_Required work_
Print the whole listing below again, exactly as given.

◇ ◇ ◇

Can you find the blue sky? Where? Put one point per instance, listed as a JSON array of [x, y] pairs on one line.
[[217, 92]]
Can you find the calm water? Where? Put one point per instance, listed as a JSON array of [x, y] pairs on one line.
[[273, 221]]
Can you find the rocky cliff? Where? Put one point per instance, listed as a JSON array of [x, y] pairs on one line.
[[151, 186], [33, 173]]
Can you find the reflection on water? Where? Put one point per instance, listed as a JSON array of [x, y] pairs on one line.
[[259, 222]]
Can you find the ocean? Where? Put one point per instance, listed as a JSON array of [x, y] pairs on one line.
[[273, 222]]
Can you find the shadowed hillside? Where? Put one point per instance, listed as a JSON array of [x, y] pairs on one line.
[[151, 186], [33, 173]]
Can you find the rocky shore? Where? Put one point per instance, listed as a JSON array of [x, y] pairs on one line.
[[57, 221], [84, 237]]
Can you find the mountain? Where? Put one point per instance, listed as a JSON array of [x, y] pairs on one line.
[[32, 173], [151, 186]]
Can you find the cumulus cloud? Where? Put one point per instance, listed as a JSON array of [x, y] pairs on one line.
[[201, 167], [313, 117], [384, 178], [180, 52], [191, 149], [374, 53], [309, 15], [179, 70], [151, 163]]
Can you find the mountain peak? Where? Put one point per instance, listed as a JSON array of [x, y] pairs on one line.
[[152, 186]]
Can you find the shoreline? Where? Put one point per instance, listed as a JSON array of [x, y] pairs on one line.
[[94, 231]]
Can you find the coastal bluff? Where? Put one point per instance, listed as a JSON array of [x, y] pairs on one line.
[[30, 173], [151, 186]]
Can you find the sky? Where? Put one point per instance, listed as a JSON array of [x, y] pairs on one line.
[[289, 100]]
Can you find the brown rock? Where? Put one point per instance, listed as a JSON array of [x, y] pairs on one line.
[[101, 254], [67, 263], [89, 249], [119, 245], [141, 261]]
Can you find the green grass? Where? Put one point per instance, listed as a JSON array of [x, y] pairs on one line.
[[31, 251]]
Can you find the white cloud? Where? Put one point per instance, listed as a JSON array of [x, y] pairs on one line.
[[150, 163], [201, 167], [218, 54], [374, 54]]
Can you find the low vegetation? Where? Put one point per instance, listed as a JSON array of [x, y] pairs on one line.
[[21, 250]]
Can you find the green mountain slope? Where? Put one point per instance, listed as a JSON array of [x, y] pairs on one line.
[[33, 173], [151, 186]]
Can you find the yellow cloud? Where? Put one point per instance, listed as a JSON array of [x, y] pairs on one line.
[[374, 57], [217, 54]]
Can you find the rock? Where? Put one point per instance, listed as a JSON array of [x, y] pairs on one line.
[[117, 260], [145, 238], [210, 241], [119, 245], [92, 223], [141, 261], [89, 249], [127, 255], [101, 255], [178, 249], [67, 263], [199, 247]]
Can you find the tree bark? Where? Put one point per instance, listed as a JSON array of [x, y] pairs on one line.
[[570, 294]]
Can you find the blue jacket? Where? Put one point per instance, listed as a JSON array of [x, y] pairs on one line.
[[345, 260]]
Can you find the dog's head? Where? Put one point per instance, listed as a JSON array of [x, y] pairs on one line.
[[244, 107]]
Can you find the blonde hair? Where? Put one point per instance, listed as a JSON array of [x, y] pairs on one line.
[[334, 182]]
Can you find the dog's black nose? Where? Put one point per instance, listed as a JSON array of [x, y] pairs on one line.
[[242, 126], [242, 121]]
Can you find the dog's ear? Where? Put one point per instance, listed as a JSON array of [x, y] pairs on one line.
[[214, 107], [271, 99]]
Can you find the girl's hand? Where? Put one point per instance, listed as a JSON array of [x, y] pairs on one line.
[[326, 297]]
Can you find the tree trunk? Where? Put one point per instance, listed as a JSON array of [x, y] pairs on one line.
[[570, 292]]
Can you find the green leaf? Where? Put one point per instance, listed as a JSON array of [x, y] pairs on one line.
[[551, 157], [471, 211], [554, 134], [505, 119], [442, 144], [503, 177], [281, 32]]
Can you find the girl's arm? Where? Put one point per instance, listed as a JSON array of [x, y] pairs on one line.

◇ ◇ ◇

_Answer section_
Can you find the blue sky? Where? Put one point per instance, listed as a JSON array of [x, y] pairs on one line.
[[217, 92]]
Can you find the calm water? Where? Put one point per instance, listed as a JSON array of [x, y] pairs on one line.
[[273, 221]]
Can you find the rocky cliff? Where? Put one point per instance, listed as a JSON array of [x, y] pairs on one line.
[[151, 186], [33, 173]]
Can you find the reflection on water? Where? Put one point per instance, listed as a JSON array of [x, y] pairs on one line.
[[259, 222]]
Can you find the ocean? Where? Put one point per instance, listed as a JSON array of [x, y] pairs on one line.
[[273, 222]]
Can you find the shadowed hillside? Where? Put one point per instance, listed as a JSON array of [x, y] pairs on one line.
[[151, 186], [33, 173]]
Can you find the rocky shore? Where? Put one point per instance, listed as a JSON array of [x, y] pairs on one line.
[[57, 221], [84, 237]]
Can you find the mountain? Where? Put one point per instance, listed as a JSON array of [x, y] pairs on one line.
[[32, 173], [151, 186]]
Can you find the cumulus cloud? Where? Put one point per instance, listed as a JSON array of [x, y] pairs on one line.
[[201, 167], [313, 117], [384, 178], [180, 52], [191, 149], [374, 53], [309, 15], [179, 70], [151, 163]]
Can you find the mountain peak? Where? Put one point per instance, listed as a JSON array of [x, y] pairs on one line.
[[152, 186]]
Can you find the shoreline? Where? Put one point per instance, listed as a JSON array of [x, y] pairs on one line.
[[94, 231]]
Can you find the coastal bluff? Where? Put one point per instance, listed as a JSON array of [x, y] pairs on one line.
[[30, 173], [151, 186]]
Can you find the sky? Where? Put one point per instance, listed as a JSON array of [x, y] pairs on one line.
[[289, 100]]
Can you find the brown rock? Where? Put one point per instance, listed as a JSON array of [x, y] pairs on one line.
[[101, 254], [67, 263], [89, 249], [119, 245], [141, 261]]
Can you find the green grass? Where? Put one point per instance, listed as a JSON array of [x, y] pairs on one line.
[[31, 251]]
Can you find the white cloud? Where? Put one point per instance, listed as a JSON array of [x, y] pairs on one line.
[[150, 163], [201, 167], [218, 54], [374, 54]]
Can you find the low vegetation? Where? Put one point per instance, listed as a JSON array of [x, y] pairs on one line.
[[21, 250]]
Can you find the green mountain slope? Where? Put one point per instance, listed as a JSON array of [x, y] pairs on one line.
[[33, 173], [151, 186]]
Can you find the yellow cloud? Where? Put one point per instance, listed as a JSON array of [x, y] pairs on one line.
[[374, 57], [217, 54]]
Can you find the rock? Where? Put one point per instance, listed as a JSON array of [x, y] pairs on one line.
[[117, 260], [145, 238], [210, 241], [119, 245], [92, 223], [141, 261], [89, 249], [127, 255], [101, 255], [178, 249], [67, 263], [199, 247]]
Can you find the tree bark? Where? Put one point per instance, listed as a JSON array of [x, y] pairs on one line.
[[570, 294]]
Can you find the blue jacket? Where? Put one point per instance, listed as a JSON array of [x, y] pairs on one line.
[[345, 260]]
Can you find the dog's head? Where? Put one point per instance, listed as a JSON array of [x, y] pairs on one line.
[[244, 107]]
Can you find the blonde hair? Where? Put one point per instance, listed as a JSON array of [x, y] pairs on one line.
[[334, 182]]
Can you find the dog's black nose? Where? Put one point per instance, listed as a JSON array of [x, y] pairs on one line.
[[242, 126], [242, 121]]
Can you find the dog's ear? Where? Put one point per instance, listed as a JSON array of [x, y] pairs on one line.
[[214, 107], [271, 99]]
Can you find the girl's hand? Where? Put one point per instance, listed as a JSON array of [x, y] pairs on one line.
[[326, 297]]
Can you find the tree trunk? Where? Put one point per instance, listed as a JSON array of [x, y] pairs on one line.
[[570, 292]]
Can you find the green leaf? Where? Put one point per instance, listed as a JSON array of [x, y] pairs on one line.
[[551, 157], [471, 211], [554, 134], [505, 119], [442, 144], [503, 177], [281, 32]]
Can you find the girl's arm? Where? Put one point per instance, listed as a JSON array of [x, y] pairs on one line.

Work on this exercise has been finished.